(Items from a dataset)
════════════════

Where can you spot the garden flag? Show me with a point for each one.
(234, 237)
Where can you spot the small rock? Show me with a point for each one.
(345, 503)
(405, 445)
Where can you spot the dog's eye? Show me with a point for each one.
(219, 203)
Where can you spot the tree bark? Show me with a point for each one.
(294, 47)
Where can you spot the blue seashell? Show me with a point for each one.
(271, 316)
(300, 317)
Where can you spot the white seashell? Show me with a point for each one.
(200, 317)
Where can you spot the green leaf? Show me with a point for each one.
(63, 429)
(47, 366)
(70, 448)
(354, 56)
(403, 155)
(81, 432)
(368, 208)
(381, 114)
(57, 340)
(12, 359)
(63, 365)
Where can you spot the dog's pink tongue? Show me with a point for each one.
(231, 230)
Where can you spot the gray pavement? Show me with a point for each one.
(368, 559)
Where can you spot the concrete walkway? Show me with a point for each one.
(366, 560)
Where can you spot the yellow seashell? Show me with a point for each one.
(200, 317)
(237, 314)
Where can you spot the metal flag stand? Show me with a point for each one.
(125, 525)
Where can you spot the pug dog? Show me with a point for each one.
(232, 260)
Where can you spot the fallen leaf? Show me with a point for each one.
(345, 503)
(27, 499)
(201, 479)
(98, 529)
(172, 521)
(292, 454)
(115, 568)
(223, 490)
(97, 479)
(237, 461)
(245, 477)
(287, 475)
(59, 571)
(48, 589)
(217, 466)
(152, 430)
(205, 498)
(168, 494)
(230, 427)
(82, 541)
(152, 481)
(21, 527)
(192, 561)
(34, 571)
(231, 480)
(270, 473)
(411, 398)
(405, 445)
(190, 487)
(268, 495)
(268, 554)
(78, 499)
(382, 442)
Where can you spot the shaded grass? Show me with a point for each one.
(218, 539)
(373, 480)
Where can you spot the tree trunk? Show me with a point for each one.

════════════════

> [EXERCISE INSTRUCTIONS] Replace "Where can you spot" with "Where do you see" throughout the records above, and leave all other text unchanged.

> [ANSWER TO THIS TASK]
Where do you see the garden flag? Show me with a point for each one.
(234, 237)
Where do you see the small rock? Show me with a point for each one.
(345, 503)
(405, 445)
Where do you see the dog's eye? Show me with a point for each one.
(219, 203)
Where do you see the tree bark? Show me with a point for each one.
(294, 47)
Where do you see the blue seashell? Show me with a point for each one.
(271, 316)
(300, 317)
Where do you see the white seashell? Show me with a point for each one.
(200, 317)
Where do you see the green leaf? Show me with a point for each one.
(63, 429)
(47, 366)
(70, 448)
(354, 56)
(403, 155)
(81, 432)
(368, 208)
(381, 114)
(57, 340)
(12, 359)
(63, 365)
Where do you see the dog's pink tongue? Show me with a point for each one.
(231, 230)
Where do you see the gray pavement? Show me with a point for each one.
(368, 559)
Where do you see the concrete walkway? Show me with a point for each one.
(366, 560)
Where do you see the yellow seashell? Show me with a point for each one.
(200, 317)
(237, 314)
Where do you see the metal flag stand? Show me with a point for each one.
(125, 525)
Where do you see the pug dog? Show me with a point for each one.
(232, 260)
Where do you see the fallen leaf? Show me with a point for each one.
(345, 503)
(27, 499)
(201, 479)
(98, 529)
(172, 521)
(292, 454)
(115, 568)
(223, 490)
(97, 479)
(237, 461)
(245, 477)
(287, 475)
(59, 571)
(48, 589)
(217, 466)
(152, 430)
(205, 498)
(168, 494)
(230, 427)
(82, 541)
(152, 481)
(21, 527)
(192, 561)
(34, 571)
(231, 480)
(270, 473)
(411, 398)
(405, 445)
(190, 487)
(268, 495)
(268, 554)
(78, 499)
(382, 442)
Where do you see the shaded grass? Show me with a point for each one.
(218, 539)
(373, 480)
Where do you see the tree trunk? Show me with a point for each one.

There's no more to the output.